• _Provided records_
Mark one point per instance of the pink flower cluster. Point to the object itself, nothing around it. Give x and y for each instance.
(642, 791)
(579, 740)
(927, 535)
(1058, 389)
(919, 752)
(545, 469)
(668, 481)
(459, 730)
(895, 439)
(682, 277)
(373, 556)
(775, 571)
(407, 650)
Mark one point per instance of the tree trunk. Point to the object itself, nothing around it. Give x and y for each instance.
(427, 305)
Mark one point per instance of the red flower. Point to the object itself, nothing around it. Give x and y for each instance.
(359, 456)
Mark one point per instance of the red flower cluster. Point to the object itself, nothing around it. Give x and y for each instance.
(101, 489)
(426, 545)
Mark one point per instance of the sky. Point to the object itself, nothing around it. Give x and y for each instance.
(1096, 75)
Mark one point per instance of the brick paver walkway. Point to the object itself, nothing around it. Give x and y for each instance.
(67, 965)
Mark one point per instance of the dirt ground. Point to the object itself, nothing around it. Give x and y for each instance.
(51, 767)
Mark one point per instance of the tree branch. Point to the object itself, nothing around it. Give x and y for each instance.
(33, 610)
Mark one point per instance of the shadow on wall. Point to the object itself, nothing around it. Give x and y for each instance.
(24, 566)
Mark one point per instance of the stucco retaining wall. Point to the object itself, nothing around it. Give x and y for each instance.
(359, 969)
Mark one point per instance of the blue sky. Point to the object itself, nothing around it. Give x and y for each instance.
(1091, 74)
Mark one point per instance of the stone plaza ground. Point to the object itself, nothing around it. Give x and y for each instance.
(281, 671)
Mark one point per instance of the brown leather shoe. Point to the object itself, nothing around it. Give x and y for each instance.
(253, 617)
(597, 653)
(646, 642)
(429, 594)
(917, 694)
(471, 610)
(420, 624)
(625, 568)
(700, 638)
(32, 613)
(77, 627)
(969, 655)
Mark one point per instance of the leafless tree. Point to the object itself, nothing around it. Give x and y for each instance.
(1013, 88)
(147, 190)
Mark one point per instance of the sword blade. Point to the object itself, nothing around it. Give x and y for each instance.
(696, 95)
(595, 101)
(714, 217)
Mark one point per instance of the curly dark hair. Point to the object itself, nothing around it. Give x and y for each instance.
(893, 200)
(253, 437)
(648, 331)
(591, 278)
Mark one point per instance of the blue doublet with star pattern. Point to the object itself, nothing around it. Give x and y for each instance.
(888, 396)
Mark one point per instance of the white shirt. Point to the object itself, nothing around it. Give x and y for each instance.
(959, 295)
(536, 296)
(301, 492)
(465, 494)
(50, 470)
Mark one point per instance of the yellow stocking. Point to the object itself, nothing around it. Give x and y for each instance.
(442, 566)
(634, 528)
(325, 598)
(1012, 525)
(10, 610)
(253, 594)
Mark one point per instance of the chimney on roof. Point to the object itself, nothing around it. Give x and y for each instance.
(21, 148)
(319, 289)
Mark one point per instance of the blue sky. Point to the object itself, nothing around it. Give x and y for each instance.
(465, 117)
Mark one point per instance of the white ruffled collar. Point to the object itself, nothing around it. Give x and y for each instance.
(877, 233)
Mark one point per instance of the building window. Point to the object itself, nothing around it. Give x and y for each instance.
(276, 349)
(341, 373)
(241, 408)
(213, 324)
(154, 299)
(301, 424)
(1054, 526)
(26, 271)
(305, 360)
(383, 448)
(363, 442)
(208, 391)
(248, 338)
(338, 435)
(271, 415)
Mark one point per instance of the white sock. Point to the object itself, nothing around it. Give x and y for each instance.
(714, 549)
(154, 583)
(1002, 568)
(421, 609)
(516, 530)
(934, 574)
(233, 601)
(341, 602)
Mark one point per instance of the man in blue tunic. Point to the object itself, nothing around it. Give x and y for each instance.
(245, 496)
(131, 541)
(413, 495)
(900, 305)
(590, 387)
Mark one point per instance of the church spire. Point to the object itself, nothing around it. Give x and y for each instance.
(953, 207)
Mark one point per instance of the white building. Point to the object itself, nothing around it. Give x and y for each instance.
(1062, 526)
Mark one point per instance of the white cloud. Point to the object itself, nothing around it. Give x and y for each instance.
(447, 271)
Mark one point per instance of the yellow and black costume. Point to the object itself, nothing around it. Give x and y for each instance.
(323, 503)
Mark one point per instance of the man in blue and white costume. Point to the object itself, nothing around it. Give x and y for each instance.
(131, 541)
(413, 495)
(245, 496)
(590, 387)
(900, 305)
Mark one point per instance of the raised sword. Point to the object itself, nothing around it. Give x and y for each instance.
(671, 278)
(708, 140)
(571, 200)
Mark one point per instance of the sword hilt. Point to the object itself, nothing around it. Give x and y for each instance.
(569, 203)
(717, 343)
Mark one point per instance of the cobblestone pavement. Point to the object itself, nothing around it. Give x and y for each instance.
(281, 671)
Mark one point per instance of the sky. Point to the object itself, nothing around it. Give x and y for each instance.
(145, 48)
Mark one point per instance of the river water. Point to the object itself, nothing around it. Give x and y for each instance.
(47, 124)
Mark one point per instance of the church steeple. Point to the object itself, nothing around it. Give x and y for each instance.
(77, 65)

• _The task_
The required response is a complete, exact copy of the records.

• _Response to the exercise_
Mark one point per instance of the pink flower cluster. Point to the object itself, nothing around it. Give x and y for each instance.
(642, 791)
(579, 740)
(927, 535)
(1058, 389)
(919, 752)
(545, 469)
(668, 481)
(459, 730)
(895, 439)
(682, 277)
(373, 556)
(775, 571)
(407, 650)
Mark one point per instance of the tree trunk. Point to the object itself, nothing around it. Give x and y for each instance.
(427, 305)
Mark one point per instance of the red flower. Point to the object itself, nothing around it. Give x and y for each instance.
(359, 456)
Mark one point per instance of the red flower cluster. Point to the object itself, nothing around it. Give x and y for each instance.
(101, 489)
(426, 545)
Mark one point per instance of the sky. Point to the object itself, nothing around it. Give x and y for each instance.
(1096, 75)
Mark one point per instance of the brick paver walkway. Point to the object itself, nothing around it. Give x and y for each instance.
(67, 965)
Mark one point per instance of the dirt ground. Point to the object itself, nothing around it. Give x and y for each instance.
(51, 767)
Mark one point per instance of the tree branch. Point to the object itself, nothing around it. Give x and y for each instance.
(33, 610)
Mark one point per instance of the shadow on wall. Point to the object itself, nothing around it. Give x and y for each instance.
(24, 566)
Mark one point per instance of the stucco retaining wall. Point to the object itself, nothing around it. Give x and y for each instance.
(359, 969)
Mark one point per instance of the blue sky. Point to the object itself, nothing around it. Give x and y for each instance.
(1091, 74)
Mark one point per instance of the stone plaza ground. Point to the object itself, nothing around it. Give x and y for each instance.
(281, 671)
Mark one point per instance of the brown leather shoe. Point to the object itself, nothing around it. Give x and y for each instance.
(253, 617)
(597, 653)
(646, 642)
(429, 594)
(917, 694)
(471, 610)
(420, 624)
(625, 568)
(700, 638)
(32, 613)
(77, 627)
(969, 655)
Mark one point per instance of the leafless tree. Point to the object itself, nothing around it. Give x and y for each instance.
(1013, 88)
(147, 190)
Mark one point per instance of the sword blade. Point to the object itself, nothing around it. Give x and y for each instance.
(696, 95)
(595, 101)
(714, 217)
Mark one point per instance of the curly dark hair. Point to the object itself, nothing around it. Give x and y for each instance.
(893, 200)
(253, 437)
(648, 331)
(591, 278)
Mark one point per instance of the blue doublet with star pattern. Point to the object itself, nothing around it. Give x and y for each instance.
(888, 396)
Mark one point per instance of the white shirt. Point to the object itself, nothing around it. Give x and y for each instance.
(959, 295)
(536, 296)
(301, 492)
(465, 494)
(50, 470)
Mark one point per instance of the yellow stocking. Point to the object itself, nothing around it. Give x and y for each instance.
(442, 566)
(634, 528)
(325, 598)
(1012, 525)
(10, 610)
(253, 594)
Mark one point per instance of the chimney on roof. Point to the object itself, nothing around it. Give x and y for each instance.
(21, 148)
(319, 289)
Mark one point per instance of the blue sky. Point to the object itself, nothing around it. Give x and y for each instance.
(465, 117)
Mark one point per instance of the white ruffled collar. Point to the object itself, nothing around it. Give x and y for each instance.
(877, 233)
Mark one point per instance of the building window. Point to the object itself, nothing around it. Give x and y for each instance.
(276, 349)
(341, 373)
(241, 408)
(213, 324)
(154, 299)
(301, 424)
(1054, 526)
(26, 271)
(305, 360)
(383, 448)
(363, 442)
(208, 391)
(248, 338)
(338, 435)
(271, 415)
Mark one point per instance of the white sock. Point to the object itself, nothing around it. Give x and y for each instance.
(714, 549)
(154, 583)
(1002, 568)
(421, 609)
(516, 530)
(934, 574)
(233, 601)
(341, 602)
Mark one point per instance of the man in blue tunic. Point to the object itself, nothing around it. Give x and y for each instance.
(245, 496)
(131, 541)
(413, 495)
(900, 305)
(590, 387)
Mark one point per instance of the church spire. Point to the object itself, nothing around it. Give x and y for each instance.
(953, 207)
Mark one point per instance of the white building. Point to the object itself, nothing around it. Give x and y for each instance.
(1062, 526)
Mark one point per instance of the white cloud. Point to the object itself, nothing around it. Give x and y for each instance.
(447, 271)
Mark one point per instance of the yellow and black costume. Point to the object itself, nothing around it. Give x and y for each instance.
(323, 503)
Mark one point per instance of the man in blue and white costume. Point to the object itself, nothing around it. Give x and y for each instance.
(131, 541)
(413, 495)
(245, 496)
(590, 387)
(900, 305)
Mark one point per instance of the raised sword. Point to the object itself, nothing around it. Give x and y for each instance.
(671, 278)
(708, 140)
(571, 200)
Mark one point per instance of the sword hilt. Point to the object itself, nothing around it. Give x and y for each instance.
(569, 203)
(717, 343)
Mark one point per instance of the cobblestone pavement. Point to the object itself, nothing around it. Give x and y for each instance.
(281, 671)
Mark one point per instance of the sky. Point to the object itself, nothing around it. Give x and y for each instance.
(145, 48)
Mark one point per instance of the river water. Point to the object itself, nothing around it. Give x and y for each instance.
(47, 124)
Mark one point per instance of the church steeple. Point to the object itself, nothing around it. Give x and y for each instance.
(77, 65)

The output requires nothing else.